What you will do: Please repeat the entries below word for word, starting with the line that contains "police officer in" and going on through the final line of the entries. Include both of those lines and nothing else.

____

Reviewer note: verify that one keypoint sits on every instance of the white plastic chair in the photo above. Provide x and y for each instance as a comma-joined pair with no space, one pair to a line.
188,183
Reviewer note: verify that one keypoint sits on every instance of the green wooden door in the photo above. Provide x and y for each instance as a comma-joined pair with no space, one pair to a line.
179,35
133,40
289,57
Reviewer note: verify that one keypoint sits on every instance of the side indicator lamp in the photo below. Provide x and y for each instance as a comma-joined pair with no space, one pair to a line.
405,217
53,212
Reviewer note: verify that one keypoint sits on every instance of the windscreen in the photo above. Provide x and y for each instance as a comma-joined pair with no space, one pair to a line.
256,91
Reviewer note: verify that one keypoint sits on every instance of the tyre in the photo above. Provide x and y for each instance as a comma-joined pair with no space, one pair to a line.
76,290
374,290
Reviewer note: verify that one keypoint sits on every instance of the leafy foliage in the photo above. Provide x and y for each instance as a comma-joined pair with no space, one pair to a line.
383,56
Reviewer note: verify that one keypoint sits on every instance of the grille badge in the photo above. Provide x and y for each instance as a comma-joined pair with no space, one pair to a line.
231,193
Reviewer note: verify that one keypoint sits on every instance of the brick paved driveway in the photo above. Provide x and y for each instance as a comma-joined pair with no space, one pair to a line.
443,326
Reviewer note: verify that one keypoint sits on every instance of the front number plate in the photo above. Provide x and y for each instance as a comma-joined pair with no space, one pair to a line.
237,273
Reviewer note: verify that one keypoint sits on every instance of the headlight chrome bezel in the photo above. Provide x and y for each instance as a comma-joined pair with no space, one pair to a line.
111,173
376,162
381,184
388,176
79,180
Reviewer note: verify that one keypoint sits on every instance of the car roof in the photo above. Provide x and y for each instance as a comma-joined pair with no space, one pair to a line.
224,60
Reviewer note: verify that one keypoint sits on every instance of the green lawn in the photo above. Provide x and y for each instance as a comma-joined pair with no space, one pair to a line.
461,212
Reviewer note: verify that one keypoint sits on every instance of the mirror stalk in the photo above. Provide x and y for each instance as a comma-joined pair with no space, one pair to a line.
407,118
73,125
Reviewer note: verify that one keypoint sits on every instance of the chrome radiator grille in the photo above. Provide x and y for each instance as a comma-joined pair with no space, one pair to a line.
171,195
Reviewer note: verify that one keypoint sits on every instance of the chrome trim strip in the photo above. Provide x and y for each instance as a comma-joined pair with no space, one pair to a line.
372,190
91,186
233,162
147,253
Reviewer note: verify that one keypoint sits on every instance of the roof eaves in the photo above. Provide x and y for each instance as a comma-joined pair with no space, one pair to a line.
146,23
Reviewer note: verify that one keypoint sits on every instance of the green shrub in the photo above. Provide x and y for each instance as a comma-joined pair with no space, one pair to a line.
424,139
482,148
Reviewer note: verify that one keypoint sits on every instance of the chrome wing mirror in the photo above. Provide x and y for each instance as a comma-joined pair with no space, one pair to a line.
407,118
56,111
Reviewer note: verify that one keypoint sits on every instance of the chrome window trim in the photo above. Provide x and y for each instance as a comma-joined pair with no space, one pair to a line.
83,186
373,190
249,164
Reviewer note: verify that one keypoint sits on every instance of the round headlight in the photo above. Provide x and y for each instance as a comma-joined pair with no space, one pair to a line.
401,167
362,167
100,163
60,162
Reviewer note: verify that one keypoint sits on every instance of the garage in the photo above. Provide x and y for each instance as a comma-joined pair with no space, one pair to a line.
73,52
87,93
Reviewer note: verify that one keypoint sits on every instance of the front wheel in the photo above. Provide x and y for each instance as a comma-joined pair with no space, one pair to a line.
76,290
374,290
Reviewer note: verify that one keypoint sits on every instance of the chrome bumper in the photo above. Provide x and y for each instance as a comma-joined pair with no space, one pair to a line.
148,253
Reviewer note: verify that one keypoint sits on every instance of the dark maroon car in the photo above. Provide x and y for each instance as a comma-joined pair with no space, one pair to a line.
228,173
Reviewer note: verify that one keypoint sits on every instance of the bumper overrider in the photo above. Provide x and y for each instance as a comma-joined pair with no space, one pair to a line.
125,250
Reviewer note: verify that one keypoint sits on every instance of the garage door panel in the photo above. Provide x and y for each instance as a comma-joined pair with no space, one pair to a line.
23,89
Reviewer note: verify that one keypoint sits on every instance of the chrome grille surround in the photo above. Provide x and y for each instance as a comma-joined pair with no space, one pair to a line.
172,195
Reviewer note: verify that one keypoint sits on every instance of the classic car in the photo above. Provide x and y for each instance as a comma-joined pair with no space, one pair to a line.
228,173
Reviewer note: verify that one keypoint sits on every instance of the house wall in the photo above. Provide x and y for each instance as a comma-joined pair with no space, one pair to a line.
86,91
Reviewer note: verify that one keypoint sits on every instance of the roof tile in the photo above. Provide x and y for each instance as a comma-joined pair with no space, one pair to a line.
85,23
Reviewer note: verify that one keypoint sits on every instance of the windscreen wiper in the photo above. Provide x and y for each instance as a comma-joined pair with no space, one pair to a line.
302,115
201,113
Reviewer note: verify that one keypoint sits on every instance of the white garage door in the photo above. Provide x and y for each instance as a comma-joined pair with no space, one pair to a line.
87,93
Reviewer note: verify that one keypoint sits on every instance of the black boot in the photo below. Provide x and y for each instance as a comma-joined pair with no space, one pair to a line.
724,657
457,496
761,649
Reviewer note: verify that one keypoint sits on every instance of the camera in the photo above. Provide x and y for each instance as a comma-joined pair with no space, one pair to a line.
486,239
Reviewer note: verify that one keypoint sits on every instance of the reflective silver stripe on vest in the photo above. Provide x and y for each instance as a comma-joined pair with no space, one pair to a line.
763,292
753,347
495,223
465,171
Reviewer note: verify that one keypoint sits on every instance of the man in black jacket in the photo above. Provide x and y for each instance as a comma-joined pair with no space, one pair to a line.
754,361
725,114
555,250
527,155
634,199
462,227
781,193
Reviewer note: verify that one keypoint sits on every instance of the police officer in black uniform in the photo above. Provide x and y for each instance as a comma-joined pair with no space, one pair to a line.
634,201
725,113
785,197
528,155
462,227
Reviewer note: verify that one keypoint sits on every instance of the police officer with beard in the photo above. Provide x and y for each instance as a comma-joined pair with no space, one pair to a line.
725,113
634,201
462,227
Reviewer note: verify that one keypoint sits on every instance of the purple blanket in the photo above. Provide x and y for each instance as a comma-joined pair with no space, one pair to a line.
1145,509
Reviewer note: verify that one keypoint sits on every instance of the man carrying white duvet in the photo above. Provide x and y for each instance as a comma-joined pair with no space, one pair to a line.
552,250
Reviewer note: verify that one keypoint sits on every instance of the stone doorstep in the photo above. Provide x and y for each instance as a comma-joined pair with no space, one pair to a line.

____

Written answer:
Reviewer note: verify that one keypoint sits on every instance of the police officer in black uniform in the photo above. Provide x and y for each instance as a comma-joined pair with no space, one pair to a line.
634,201
725,113
785,197
528,155
462,227
Reviewer note: verify that one keypoint sits on every instance of the police officer with beard in the photo above. Provide x and y for each instance as a comma-joined pair with no space, one pair to a line.
725,113
634,201
462,227
Reviewer note: verify that one keypoint sits on every instance of the purple blanket in the photo above. Provide x and y for each instance as a comma-joined pair with no space, one pair to a line.
1145,509
Reviewer note: verify that one keypoint sits on every instance of the man carrying white duvet in the photo above. Provide x and y for each instance as a comma-joined pair with no space, one pair to a line.
552,250
Reviewer note: verify that one keypoint sits on every instance of the stone doorstep in the photo above. Provide x and y for each instance as a comma-joined pair with no space, one pair to a line.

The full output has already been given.